Which lines of the material below contain the string "hair"? Show each of those lines in full, treating uppercase and lowercase letters as different.

╭─ INPUT DATA

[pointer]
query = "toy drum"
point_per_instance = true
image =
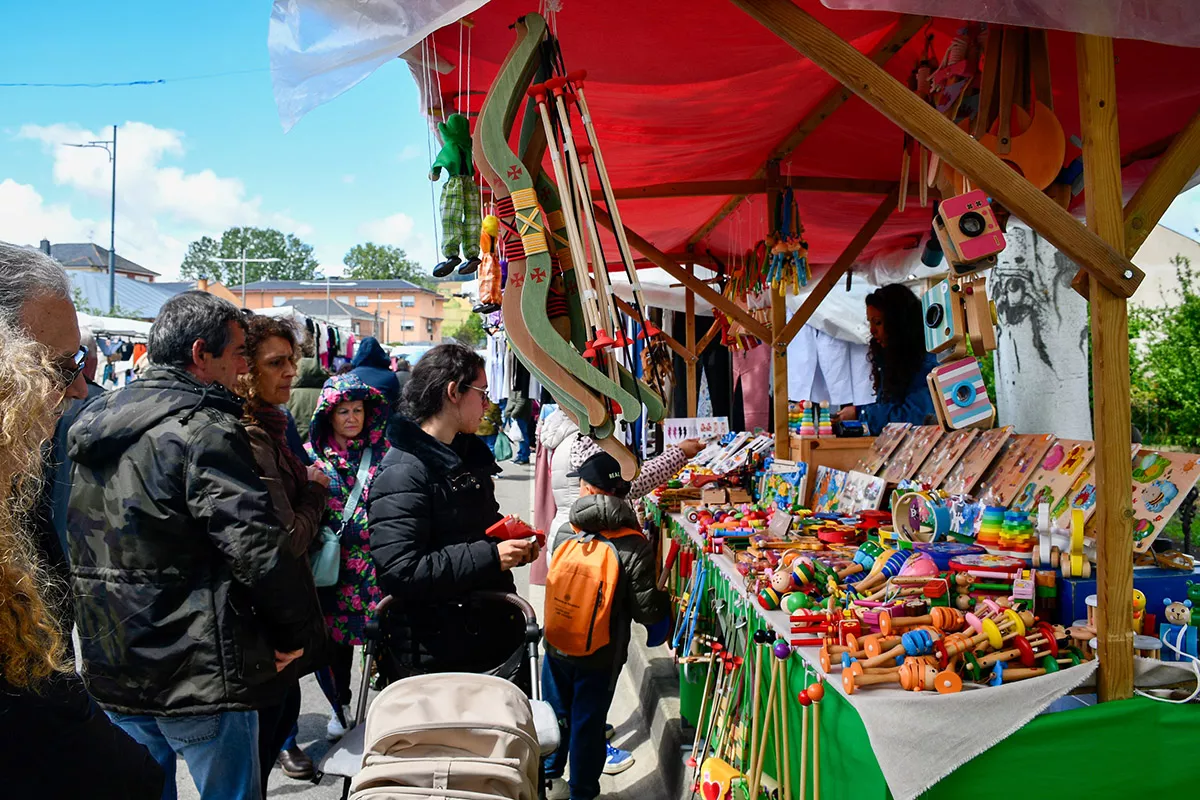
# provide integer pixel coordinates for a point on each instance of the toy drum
(1147, 647)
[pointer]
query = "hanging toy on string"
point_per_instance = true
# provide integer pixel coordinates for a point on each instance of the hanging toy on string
(490, 282)
(460, 202)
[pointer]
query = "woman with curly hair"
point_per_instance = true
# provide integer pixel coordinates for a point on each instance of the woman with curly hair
(346, 441)
(45, 710)
(899, 361)
(298, 493)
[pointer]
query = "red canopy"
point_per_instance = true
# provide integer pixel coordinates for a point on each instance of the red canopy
(697, 90)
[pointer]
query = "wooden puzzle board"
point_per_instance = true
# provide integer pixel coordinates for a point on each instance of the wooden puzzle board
(987, 446)
(861, 492)
(827, 489)
(909, 456)
(946, 455)
(1053, 479)
(1014, 468)
(883, 446)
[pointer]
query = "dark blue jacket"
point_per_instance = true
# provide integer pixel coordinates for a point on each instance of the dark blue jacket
(373, 367)
(916, 404)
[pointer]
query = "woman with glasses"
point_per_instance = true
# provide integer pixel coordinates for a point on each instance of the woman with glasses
(430, 511)
(346, 441)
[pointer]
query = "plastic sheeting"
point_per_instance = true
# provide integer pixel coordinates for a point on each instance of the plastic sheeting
(319, 48)
(1170, 22)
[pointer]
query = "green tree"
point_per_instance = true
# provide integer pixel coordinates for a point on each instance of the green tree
(297, 262)
(1164, 349)
(371, 262)
(471, 332)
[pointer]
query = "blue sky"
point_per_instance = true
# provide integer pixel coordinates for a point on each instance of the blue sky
(197, 156)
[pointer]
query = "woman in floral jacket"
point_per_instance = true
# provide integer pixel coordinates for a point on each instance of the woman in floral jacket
(349, 421)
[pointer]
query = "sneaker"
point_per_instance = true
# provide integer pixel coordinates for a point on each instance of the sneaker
(558, 789)
(335, 729)
(617, 761)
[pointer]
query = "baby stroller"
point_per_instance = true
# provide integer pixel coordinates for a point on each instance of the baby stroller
(450, 735)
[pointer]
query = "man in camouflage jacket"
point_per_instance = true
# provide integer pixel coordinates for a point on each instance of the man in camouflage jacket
(189, 603)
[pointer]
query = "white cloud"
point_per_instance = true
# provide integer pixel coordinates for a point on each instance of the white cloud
(400, 230)
(160, 206)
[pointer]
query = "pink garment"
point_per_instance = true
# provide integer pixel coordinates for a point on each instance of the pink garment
(544, 510)
(753, 368)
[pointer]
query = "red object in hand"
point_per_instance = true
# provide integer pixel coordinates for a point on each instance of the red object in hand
(515, 528)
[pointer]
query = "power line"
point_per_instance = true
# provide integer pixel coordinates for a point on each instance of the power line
(123, 84)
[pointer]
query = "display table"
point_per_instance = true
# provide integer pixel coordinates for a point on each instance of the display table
(989, 743)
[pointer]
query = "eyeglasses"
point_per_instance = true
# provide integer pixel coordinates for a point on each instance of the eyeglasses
(67, 368)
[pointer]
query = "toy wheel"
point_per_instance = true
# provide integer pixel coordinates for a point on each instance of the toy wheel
(1018, 623)
(1026, 650)
(947, 683)
(994, 637)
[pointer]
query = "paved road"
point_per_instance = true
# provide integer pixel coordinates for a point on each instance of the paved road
(515, 494)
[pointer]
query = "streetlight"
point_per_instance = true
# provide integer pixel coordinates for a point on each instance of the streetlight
(112, 226)
(245, 260)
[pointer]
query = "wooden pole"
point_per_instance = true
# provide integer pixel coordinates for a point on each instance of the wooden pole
(683, 276)
(951, 143)
(838, 269)
(1110, 373)
(1163, 185)
(892, 43)
(690, 343)
(778, 322)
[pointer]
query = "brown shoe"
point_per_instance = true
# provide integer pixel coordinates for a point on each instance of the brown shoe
(297, 764)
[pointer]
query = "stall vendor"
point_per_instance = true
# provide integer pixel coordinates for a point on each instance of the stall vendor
(899, 361)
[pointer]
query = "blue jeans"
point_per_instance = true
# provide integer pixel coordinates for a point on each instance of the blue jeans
(581, 699)
(523, 447)
(221, 751)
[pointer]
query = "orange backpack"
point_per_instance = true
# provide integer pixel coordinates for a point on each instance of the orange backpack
(580, 590)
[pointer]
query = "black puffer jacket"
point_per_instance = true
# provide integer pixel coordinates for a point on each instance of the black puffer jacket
(637, 599)
(183, 579)
(430, 507)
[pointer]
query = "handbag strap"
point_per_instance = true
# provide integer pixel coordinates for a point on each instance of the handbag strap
(360, 482)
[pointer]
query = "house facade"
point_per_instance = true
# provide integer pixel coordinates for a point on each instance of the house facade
(400, 312)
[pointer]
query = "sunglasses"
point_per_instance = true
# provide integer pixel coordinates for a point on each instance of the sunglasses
(67, 368)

╰─

RESPONSE TO THIS TASK:
query = "woman with curly hair"
# provide integer pixel coordinates for a point on each instance of the woman with curly hair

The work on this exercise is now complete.